## Texto elegido
________________________________________
Dicen que los niños son los mejores maestros, ahora no me cabe duda. No me sorprende darme cuenta de que los adultos, los que estamos en la mitad entre ser niños y viejos, simplemente estamos en el camino de aprender.

Aprender a ser adultos sin olvidar al niño que jamás abandona nuestra alma. Aprender a pensar menos en nimiedades como la certeza de un futuro económico y más en el juego que el día a día de la vida nos ofrece. Luego, en la vejez, la sabiduría golpea y nos tendremos que dar cuenta de que nunca debimos perder la niñez y así, volvemos a recuperarla.

Un niño vive al momento, no está preocupado por lo que pasó ayer y mucho menos por el mañana. Un niño juega y cuando juega, medita, y cuando medita, se eleva en vibraciones. Un niño sabe cómo jugar, nosotros lo olvidamos o por lo menos eso parece.
________________________________________
## Objetivo indicado 1
Responde estas preguntas con lo que dice el texto:
(a) ¿Quiénes son los mejores maestros?
(b) ¿Qué golpea en la vejez?
(c) ¿Qué hace un niño cuando juega?
## Objetivo indicado 2
Indica cuántas líneas del listado contienen la palabra "tall". Da solo el número.
El listado no guarda ninguna relación con el texto.
________________________________________
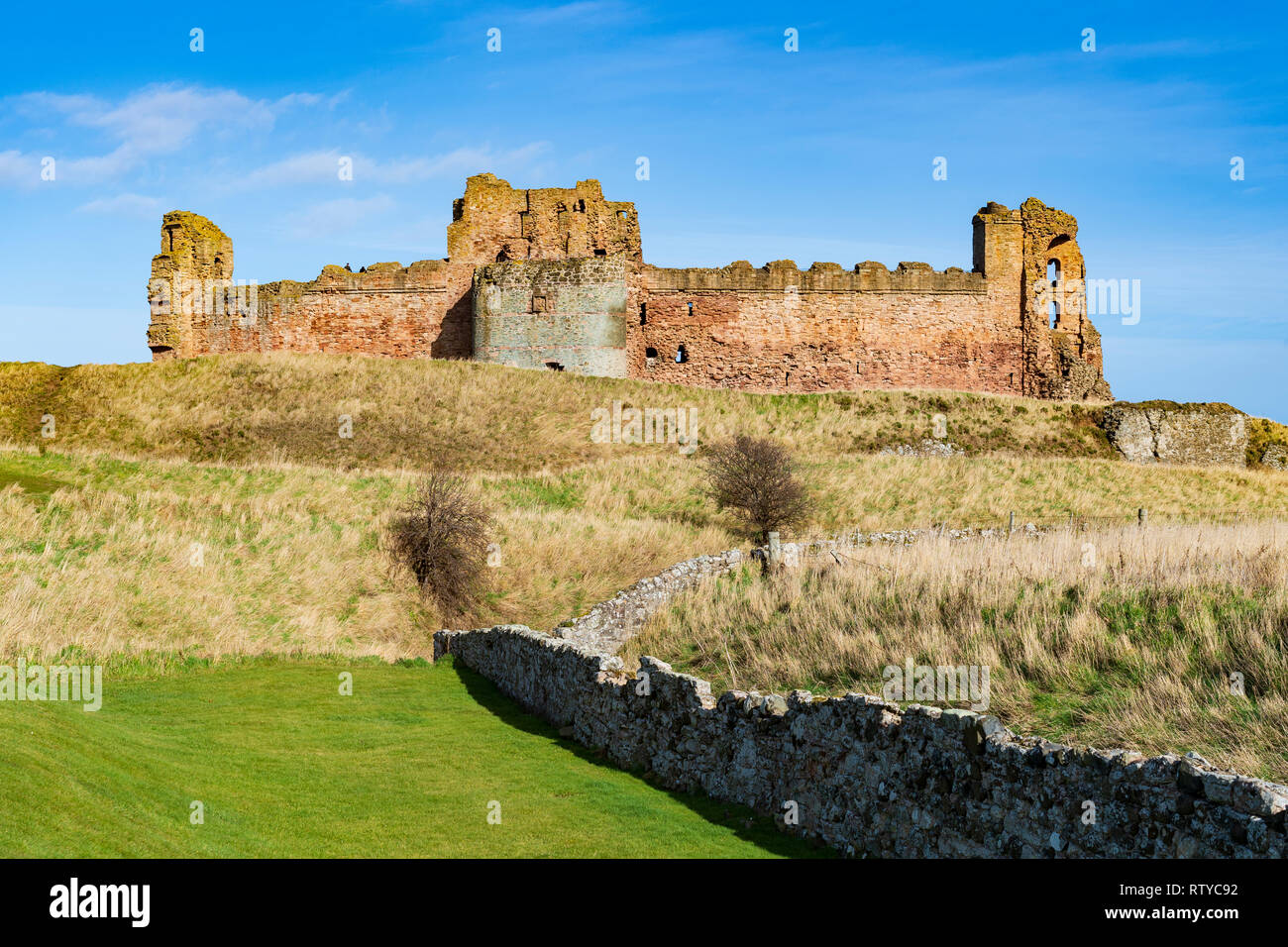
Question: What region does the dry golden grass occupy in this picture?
[0,353,1112,472]
[627,522,1288,783]
[0,451,728,659]
[0,445,1288,657]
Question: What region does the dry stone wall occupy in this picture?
[434,535,1288,858]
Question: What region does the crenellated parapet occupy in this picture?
[149,174,1111,401]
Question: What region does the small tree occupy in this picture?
[389,473,492,621]
[702,434,812,543]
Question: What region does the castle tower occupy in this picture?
[973,197,1112,401]
[149,210,233,361]
[447,174,643,265]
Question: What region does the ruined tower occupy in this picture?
[149,174,1111,401]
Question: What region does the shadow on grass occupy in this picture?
[451,661,838,858]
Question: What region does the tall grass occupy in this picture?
[627,522,1288,783]
[0,353,1113,472]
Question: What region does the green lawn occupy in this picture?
[0,660,825,857]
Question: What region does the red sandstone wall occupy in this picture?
[170,261,474,359]
[628,264,1024,394]
[149,180,1111,399]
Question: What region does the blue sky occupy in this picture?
[0,0,1288,421]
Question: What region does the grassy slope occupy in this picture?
[0,355,1112,472]
[0,447,1288,659]
[0,661,820,858]
[627,522,1288,783]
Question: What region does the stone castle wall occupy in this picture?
[474,257,630,377]
[434,550,1288,858]
[149,174,1109,399]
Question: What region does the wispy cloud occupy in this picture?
[287,194,396,240]
[233,142,550,189]
[0,84,347,184]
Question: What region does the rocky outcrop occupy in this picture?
[1103,401,1248,467]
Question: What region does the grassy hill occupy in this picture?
[0,356,1288,856]
[0,356,1288,659]
[626,520,1288,783]
[0,355,1113,472]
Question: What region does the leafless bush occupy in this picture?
[389,473,492,621]
[702,434,812,543]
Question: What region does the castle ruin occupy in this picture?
[149,174,1112,401]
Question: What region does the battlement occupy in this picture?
[149,174,1111,399]
[641,261,988,292]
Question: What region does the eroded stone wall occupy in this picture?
[149,174,1111,399]
[630,261,1022,394]
[474,257,630,377]
[434,625,1288,858]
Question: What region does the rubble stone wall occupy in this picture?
[434,533,1288,858]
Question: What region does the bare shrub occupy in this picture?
[702,434,814,543]
[389,473,492,621]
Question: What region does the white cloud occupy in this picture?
[0,84,348,183]
[235,142,550,188]
[0,150,40,185]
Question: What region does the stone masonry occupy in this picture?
[434,541,1288,858]
[149,174,1111,401]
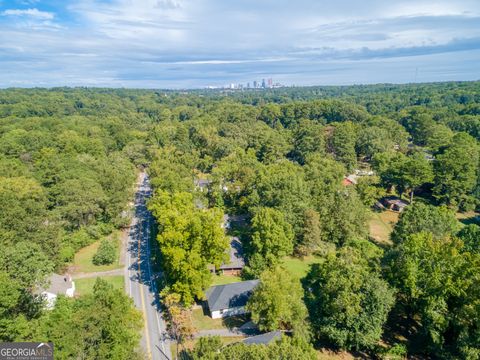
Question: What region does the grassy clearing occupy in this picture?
[369,210,399,245]
[212,274,242,286]
[73,233,122,273]
[282,255,320,279]
[74,275,124,295]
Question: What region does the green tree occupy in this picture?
[386,232,480,358]
[32,279,142,360]
[433,133,479,209]
[292,120,325,165]
[328,121,357,171]
[148,190,228,305]
[246,267,308,335]
[55,178,105,228]
[295,209,323,256]
[92,239,117,265]
[248,208,293,274]
[458,224,480,254]
[400,152,433,203]
[391,203,459,243]
[355,176,386,207]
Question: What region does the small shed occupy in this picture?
[40,274,75,309]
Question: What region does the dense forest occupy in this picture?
[0,82,480,359]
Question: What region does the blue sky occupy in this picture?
[0,0,480,88]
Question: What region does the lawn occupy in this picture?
[73,236,122,273]
[74,275,125,295]
[369,210,399,245]
[282,255,320,279]
[192,308,250,331]
[212,274,242,286]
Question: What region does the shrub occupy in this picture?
[92,240,116,265]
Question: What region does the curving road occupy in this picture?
[125,173,171,360]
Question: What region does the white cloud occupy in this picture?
[2,8,55,20]
[0,0,480,87]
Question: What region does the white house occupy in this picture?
[206,280,259,319]
[41,274,75,309]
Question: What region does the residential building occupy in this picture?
[206,280,259,319]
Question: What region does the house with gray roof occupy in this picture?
[243,330,282,345]
[205,280,259,319]
[39,274,75,309]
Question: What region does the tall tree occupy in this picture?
[246,267,308,335]
[386,232,480,358]
[433,133,479,210]
[304,247,394,350]
[248,208,293,275]
[391,203,459,243]
[328,121,357,171]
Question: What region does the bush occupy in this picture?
[92,240,116,265]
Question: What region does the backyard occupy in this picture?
[71,233,122,275]
[74,275,124,296]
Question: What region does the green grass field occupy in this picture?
[73,236,122,273]
[74,275,124,296]
[282,255,320,279]
[368,210,399,245]
[192,309,250,331]
[211,274,242,286]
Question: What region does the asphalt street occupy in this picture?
[125,173,171,360]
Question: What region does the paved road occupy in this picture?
[125,173,171,360]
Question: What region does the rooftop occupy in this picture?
[206,280,259,311]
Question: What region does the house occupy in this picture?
[382,197,408,212]
[40,274,75,309]
[243,330,282,345]
[208,214,245,275]
[205,280,259,319]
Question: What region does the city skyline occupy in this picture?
[0,0,480,89]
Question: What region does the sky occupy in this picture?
[0,0,480,89]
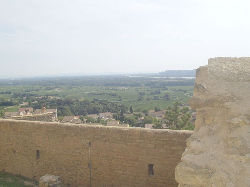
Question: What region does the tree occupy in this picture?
[155,106,161,112]
[0,110,4,117]
[129,105,134,114]
[165,102,194,130]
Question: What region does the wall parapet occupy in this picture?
[0,119,192,187]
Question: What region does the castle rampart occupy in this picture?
[176,58,250,187]
[0,120,192,187]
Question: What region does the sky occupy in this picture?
[0,0,250,78]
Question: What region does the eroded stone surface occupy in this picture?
[175,58,250,187]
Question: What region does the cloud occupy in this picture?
[0,0,250,76]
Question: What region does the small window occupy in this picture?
[148,164,154,176]
[36,150,40,159]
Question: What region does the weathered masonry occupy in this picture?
[0,120,192,187]
[176,57,250,187]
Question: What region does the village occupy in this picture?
[3,103,195,129]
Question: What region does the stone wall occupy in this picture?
[0,120,192,187]
[176,58,250,187]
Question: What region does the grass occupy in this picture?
[0,172,36,187]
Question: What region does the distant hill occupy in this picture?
[159,70,196,77]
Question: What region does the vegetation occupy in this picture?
[165,102,194,130]
[0,76,194,129]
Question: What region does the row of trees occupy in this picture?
[114,102,194,130]
[31,98,128,116]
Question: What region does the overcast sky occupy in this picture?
[0,0,250,77]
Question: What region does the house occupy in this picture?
[145,124,154,129]
[87,114,99,119]
[148,110,166,119]
[18,107,33,116]
[4,112,19,118]
[99,112,113,120]
[61,116,82,124]
[34,107,57,119]
[107,120,129,127]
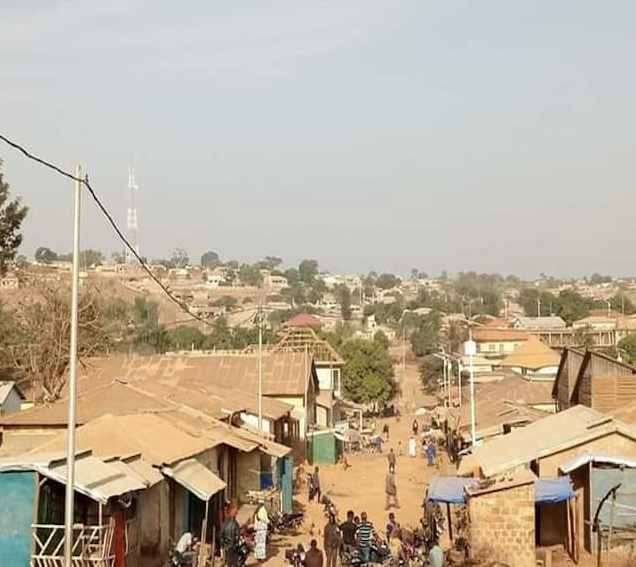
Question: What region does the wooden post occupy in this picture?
[199,500,210,565]
[565,498,574,559]
[607,490,616,567]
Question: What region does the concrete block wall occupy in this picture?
[468,482,536,567]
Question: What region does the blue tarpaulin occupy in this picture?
[428,476,478,504]
[534,476,576,504]
[428,476,575,504]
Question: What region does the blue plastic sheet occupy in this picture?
[534,476,576,504]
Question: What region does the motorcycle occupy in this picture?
[270,512,304,534]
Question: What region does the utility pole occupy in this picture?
[258,296,263,432]
[64,165,82,567]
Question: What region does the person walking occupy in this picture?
[221,503,241,567]
[409,435,417,458]
[324,514,342,567]
[426,439,437,467]
[386,449,397,472]
[340,510,358,551]
[356,512,375,563]
[305,539,323,567]
[384,471,400,510]
[254,498,269,561]
[309,467,322,504]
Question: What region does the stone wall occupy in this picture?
[468,480,536,567]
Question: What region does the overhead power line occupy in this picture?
[0,134,219,326]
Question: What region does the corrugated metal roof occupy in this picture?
[161,459,227,501]
[0,453,146,504]
[458,406,636,477]
[501,337,561,370]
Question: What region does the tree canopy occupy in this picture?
[0,159,29,274]
[340,339,398,406]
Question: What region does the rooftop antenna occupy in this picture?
[126,164,139,264]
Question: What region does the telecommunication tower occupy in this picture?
[126,165,139,264]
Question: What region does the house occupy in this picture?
[552,349,636,412]
[572,315,617,331]
[0,380,25,417]
[0,451,150,567]
[448,376,554,450]
[458,405,636,549]
[501,336,561,382]
[272,326,345,427]
[512,315,567,332]
[472,327,531,358]
[285,313,322,330]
________________________________________
## Solución 1
(a) Los niños.
(b) La sabiduría.
(c) Medita.

## Solución 2
2